EXERCISE
Reproduce the records below verbatim, line for line, leaving out the pictures.

>> BEGIN

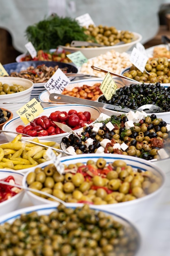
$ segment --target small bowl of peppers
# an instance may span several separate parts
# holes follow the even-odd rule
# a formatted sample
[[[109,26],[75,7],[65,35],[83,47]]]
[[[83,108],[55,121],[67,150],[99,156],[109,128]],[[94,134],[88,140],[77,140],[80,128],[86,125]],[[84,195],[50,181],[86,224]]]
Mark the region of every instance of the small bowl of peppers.
[[[24,174],[20,172],[0,169],[1,216],[15,211],[18,207],[24,196],[25,191],[14,185],[15,184],[22,185],[24,176]],[[1,184],[1,181],[9,182],[11,185]]]
[[[65,132],[54,122],[66,124],[71,130],[76,132],[96,121],[100,113],[97,108],[78,104],[59,105],[46,108],[44,110],[41,116],[26,126],[24,125],[22,119],[18,117],[7,122],[3,129],[24,133],[31,136],[32,139],[37,137],[39,140],[48,139],[60,143],[63,137],[70,132]],[[13,133],[5,133],[4,135],[9,141],[15,136]],[[24,136],[23,137],[24,138]]]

>> END

SOLUTION TO THE EXERCISE
$ segment --target small bowl of peppers
# an instance may span several separate parts
# holes follow the even-odd rule
# a formatted sample
[[[109,26],[75,7],[65,35],[83,47]]]
[[[83,108],[55,121],[67,150],[99,156],[109,128]],[[94,134],[88,140],[77,140],[80,128],[86,125]],[[84,195],[50,181],[86,224]]]
Mark the region of every instance of the small bowl of peppers.
[[[24,174],[20,172],[0,169],[1,216],[15,211],[18,207],[24,196],[25,191],[14,185],[15,184],[22,185],[24,176]],[[1,184],[1,181],[9,182],[11,185]]]
[[[65,132],[54,122],[66,124],[71,130],[76,132],[96,121],[100,113],[97,108],[78,104],[59,105],[46,108],[44,110],[41,116],[26,126],[24,125],[22,119],[18,117],[7,122],[3,129],[24,133],[31,136],[32,139],[37,137],[39,140],[48,139],[60,143],[63,137],[70,132]],[[13,133],[5,133],[4,135],[9,141],[15,136]],[[24,136],[23,137],[24,138]]]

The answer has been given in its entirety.